- **Required task**:
List every line of the material below that contains the word "black". Case counts, so a line matches only if the capitalization is the same.

--- Records shown ---

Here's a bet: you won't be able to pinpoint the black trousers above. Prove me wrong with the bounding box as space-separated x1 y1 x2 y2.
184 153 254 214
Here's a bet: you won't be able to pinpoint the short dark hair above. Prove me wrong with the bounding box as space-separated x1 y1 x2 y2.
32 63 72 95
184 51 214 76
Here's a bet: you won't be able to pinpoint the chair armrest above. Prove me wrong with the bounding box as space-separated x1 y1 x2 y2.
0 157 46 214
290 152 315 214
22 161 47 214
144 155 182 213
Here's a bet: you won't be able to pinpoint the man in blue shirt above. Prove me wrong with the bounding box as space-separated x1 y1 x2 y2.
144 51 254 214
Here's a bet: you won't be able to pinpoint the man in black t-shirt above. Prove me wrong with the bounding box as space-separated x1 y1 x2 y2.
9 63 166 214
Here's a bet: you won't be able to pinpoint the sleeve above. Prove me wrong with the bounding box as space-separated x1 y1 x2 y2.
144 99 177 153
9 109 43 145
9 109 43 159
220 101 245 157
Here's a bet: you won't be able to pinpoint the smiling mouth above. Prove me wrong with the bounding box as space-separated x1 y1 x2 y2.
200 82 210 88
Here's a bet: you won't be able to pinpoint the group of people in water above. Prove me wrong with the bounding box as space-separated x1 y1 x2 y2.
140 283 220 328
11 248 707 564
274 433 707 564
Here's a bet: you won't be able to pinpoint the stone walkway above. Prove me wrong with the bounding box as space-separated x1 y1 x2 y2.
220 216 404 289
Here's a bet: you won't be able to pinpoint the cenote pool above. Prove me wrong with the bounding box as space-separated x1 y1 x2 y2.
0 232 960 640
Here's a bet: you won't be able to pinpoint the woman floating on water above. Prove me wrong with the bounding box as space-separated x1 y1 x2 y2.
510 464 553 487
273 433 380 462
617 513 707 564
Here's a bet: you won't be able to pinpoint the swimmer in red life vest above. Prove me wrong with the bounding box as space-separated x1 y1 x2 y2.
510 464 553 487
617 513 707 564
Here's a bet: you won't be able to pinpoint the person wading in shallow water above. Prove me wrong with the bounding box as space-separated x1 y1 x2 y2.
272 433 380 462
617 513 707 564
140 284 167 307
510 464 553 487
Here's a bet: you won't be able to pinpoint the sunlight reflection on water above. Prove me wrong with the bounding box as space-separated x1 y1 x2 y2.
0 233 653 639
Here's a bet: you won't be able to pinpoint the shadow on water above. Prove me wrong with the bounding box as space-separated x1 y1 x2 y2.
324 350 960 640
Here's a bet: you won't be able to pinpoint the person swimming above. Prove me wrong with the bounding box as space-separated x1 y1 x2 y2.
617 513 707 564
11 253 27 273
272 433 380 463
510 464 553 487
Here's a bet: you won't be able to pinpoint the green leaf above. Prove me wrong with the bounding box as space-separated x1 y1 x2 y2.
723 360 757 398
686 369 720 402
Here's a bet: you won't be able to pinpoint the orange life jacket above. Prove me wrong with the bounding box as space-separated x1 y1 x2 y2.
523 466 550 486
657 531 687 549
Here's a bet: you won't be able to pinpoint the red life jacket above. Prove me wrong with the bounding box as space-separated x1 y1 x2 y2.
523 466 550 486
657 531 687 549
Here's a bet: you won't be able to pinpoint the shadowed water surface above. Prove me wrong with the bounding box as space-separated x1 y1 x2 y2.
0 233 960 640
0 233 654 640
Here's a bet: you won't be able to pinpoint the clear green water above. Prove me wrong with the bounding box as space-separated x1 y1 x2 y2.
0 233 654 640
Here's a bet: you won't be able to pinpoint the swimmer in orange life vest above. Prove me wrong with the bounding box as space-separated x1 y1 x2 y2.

---

- **The answer**:
Here's a bet: you won't be able to pinpoint the black trousers above. Prove me wrong with the bounding box as space-separated x1 y1 x2 y2.
Here's a bet: you won't be able to pinpoint the man in black t-shirt above. Prove me wrong with the bounding box as space-separated x1 y1 x2 y2.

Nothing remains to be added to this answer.